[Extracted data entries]
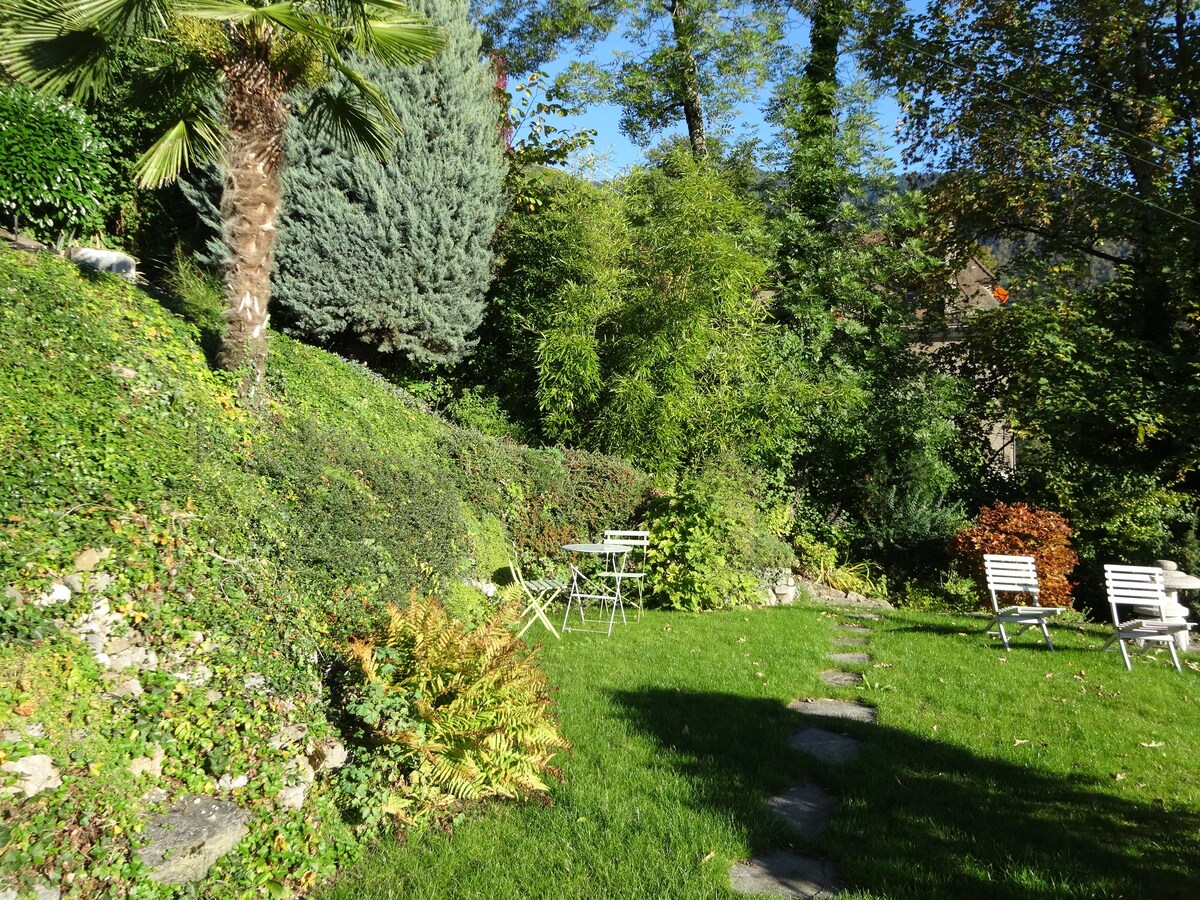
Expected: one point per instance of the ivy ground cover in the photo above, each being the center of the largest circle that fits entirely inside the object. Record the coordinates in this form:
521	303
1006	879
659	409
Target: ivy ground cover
1019	774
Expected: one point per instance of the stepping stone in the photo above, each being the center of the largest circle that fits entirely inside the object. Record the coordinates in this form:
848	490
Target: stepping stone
850	658
840	679
826	745
834	709
785	875
807	808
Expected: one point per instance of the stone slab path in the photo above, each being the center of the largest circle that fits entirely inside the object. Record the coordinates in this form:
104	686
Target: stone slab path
841	679
835	709
805	807
850	658
826	745
785	875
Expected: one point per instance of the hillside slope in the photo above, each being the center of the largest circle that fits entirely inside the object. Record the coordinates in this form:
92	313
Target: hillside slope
177	576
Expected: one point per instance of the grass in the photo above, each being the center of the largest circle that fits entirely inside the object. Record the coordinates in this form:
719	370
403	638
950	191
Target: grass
1020	774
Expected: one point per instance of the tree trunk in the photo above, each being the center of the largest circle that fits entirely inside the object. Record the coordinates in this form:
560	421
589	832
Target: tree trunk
256	114
689	81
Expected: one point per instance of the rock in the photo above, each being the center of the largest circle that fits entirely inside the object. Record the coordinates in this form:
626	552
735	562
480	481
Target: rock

▸ Problem details: Repeat all the records above exactly, leaving out any pictures.

▸ Final answer:
Expected: one point per instance of the ivy ground cover in the photo above, each being the center of the largest circle that fits entirely inside the object. Record the coordinates in this form:
521	303
1006	879
659	409
Target: ivy ground cover
1019	774
Expected: one point per instance of the stepping stone in the photo above, each being the center of the largest circle that fits entirely inside the object. Record the coordinates in this form:
848	490
Target: stepping stone
850	658
840	679
826	745
834	709
785	875
807	808
Expected: one point per instance of the stone slab path in the photo above, each being the center of the largest circle that fits entirely inside the object. Record the coordinates in this form:
104	686
Target: stone slab path
841	679
835	709
805	807
850	658
826	745
785	875
Expected: one point per instance of the hillside slope in the photo above, each being the center of the largest circle that fits entirely inside the object. Record the coordinates in this form:
92	313
Target: hillside slope
177	576
Expected: one point per instance of the grass in the photo above, each being the center of the largest circle that fits entirely inside the object. Record the coordinates in this form:
719	370
403	638
950	191
Target: grass
1020	774
Expected: one point per instance of the tree trunk in the photo above, each being the center of the largest circle that fits entirely inside the object. Record the coordinates in this form:
560	421
589	832
Target: tree trunk
256	114
689	81
Expected: one point per instance of the rock in the photo above, each being the center of the largest circle that fits entirely inside the object. Record the coordinates in this form:
626	552
735	562
480	481
Target: rock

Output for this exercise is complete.